Extracted text:
## Start
Physical AI systems are the next evolution in the AI journey (Source: Cadence)
Michael also noted that if you look at what the folks in Aerospace and Defense are doing with their edge AI, it’s fundamentally targeted at their autonomous vehicles, autonomous drones, and autonomous robotic systems, but they have some unique requirements for their physical AI, which is why Aerospace and Defense are typically assigned their own niche in the scheme of things.
As an aside, the phrase “physical AI systems” is relatively new and still emerging, rather than long-established or universally standardized. In fact, it wasn’t widely used in mainstream engineering or AI literature prior to the early-to-mid 2020s. Usage has grown quickly in the last few years, especially in discussions about robotics and autonomous machines, embodied AI and edge AI, and AI that senses, decides, and acts in the real world, not just in software.
Since Michael and I have both been around for a long time, we discussed how the current excitement over the term “multi-die” can be confusing for older engineers, since they’ve “been there, done that, and seen it all before.” On the off chance you’re interested:
- Multiple silicon dies mounted on a single ceramic substrate interconnected with thin-film metallization and wire bonds began to appear in the mid-1960s.
- Hybrid microelectronics matured (thick-film and thin-film on ceramic) in the 1970s, leading military, aerospace, and high-reliability computing to widely adopt multi-die ceramic hybrids.
- The formal term multi-chip module (MCM) gained traction in the 1980s, with high- end computers and defense electronics adopting MCM-C (ceramic) and MCM-D (thin-film-deposited dielectric) technologies.
- From the 1990s onwards, commercial high-performance processors and memory subsystems increasingly used ceramic MCMs, and this lineage leads directly to today’s chiplet and advanced packaging technologies.
The bottom line is that MCMs have been around for many years and are now powering infrastructure, data centers, AI, and high-performance computing (HPC). So, what’s the difference between a multi-die device like an MCM and a chiplet-based design, which is also somewhat confusingly known as a multi-die system?
In a crunchy nutshell, until recently, modern multi-die devices have almost invariably been created by behemoth companies that control every aspect of the design and packaging process, including the development of their own proprietary die-to-die communication interfaces (electrical and protocol).
## End
Given data:
## Start
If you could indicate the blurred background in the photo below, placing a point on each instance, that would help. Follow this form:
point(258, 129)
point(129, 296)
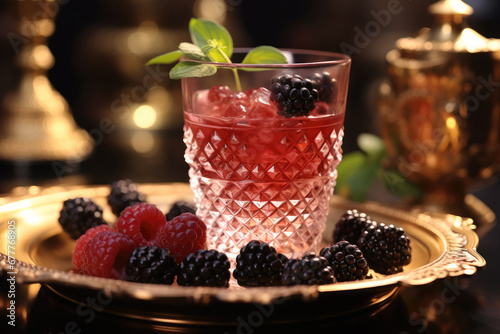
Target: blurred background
point(133, 114)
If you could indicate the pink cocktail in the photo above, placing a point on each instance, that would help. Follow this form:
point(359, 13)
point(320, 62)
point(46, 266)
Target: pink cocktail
point(255, 173)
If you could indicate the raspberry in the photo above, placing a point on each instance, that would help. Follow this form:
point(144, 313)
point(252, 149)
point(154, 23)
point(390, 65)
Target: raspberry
point(325, 86)
point(294, 95)
point(204, 268)
point(183, 235)
point(150, 264)
point(142, 223)
point(258, 264)
point(180, 207)
point(386, 248)
point(78, 215)
point(350, 226)
point(124, 193)
point(106, 255)
point(83, 240)
point(346, 260)
point(309, 270)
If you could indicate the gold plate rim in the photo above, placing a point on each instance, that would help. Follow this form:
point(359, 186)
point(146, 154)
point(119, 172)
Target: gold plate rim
point(459, 256)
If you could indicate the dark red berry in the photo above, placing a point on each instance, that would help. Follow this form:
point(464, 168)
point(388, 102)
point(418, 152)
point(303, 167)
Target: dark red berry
point(183, 235)
point(142, 223)
point(106, 255)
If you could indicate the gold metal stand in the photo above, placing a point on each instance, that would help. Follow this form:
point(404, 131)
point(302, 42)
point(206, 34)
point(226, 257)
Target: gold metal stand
point(37, 124)
point(440, 108)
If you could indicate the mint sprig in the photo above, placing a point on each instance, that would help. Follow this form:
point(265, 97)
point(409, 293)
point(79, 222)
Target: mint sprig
point(212, 42)
point(360, 169)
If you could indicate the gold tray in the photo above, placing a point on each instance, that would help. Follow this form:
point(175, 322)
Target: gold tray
point(441, 247)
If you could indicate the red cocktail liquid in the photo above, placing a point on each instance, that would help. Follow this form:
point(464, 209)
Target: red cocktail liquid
point(259, 175)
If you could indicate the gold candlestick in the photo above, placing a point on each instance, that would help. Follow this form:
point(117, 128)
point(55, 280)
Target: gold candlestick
point(440, 109)
point(37, 124)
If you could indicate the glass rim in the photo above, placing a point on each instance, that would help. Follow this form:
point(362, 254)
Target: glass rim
point(336, 59)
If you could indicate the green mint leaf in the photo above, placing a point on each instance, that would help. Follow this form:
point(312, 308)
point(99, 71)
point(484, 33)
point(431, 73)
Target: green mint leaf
point(192, 51)
point(356, 174)
point(167, 58)
point(349, 166)
point(402, 187)
point(265, 55)
point(188, 69)
point(372, 145)
point(205, 32)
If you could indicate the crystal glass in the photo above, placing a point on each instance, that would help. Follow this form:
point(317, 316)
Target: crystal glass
point(255, 173)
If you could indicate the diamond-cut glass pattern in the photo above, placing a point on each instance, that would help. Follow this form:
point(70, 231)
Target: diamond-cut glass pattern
point(269, 183)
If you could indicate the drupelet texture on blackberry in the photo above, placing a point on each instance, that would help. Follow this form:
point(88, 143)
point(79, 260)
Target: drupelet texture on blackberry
point(79, 215)
point(385, 247)
point(350, 226)
point(346, 260)
point(124, 193)
point(294, 95)
point(151, 264)
point(325, 86)
point(204, 268)
point(259, 264)
point(180, 207)
point(309, 270)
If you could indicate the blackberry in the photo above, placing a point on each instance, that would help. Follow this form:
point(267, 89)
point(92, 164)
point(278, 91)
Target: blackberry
point(350, 226)
point(309, 270)
point(79, 215)
point(180, 207)
point(294, 95)
point(386, 248)
point(346, 260)
point(325, 86)
point(151, 264)
point(259, 264)
point(204, 268)
point(124, 193)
## End
To be done:
Copy the passage of the multi-die text from "- From the 1990s" to "(electrical and protocol).", putting "large corporations" in place of "behemoth companies".

Task answer:
- From the 1990s onwards, commercial high-performance processors and memory subsystems increasingly used ceramic MCMs, and this lineage leads directly to today’s chiplet and advanced packaging technologies.
The bottom line is that MCMs have been around for many years and are now powering infrastructure, data centers, AI, and high-performance computing (HPC). So, what’s the difference between a multi-die device like an MCM and a chiplet-based design, which is also somewhat confusingly known as a multi-die system?
In a crunchy nutshell, until recently, modern multi-die devices have almost invariably been created by large corporations that control every aspect of the design and packaging process, including the development of their own proprietary die-to-die communication interfaces (electrical and protocol).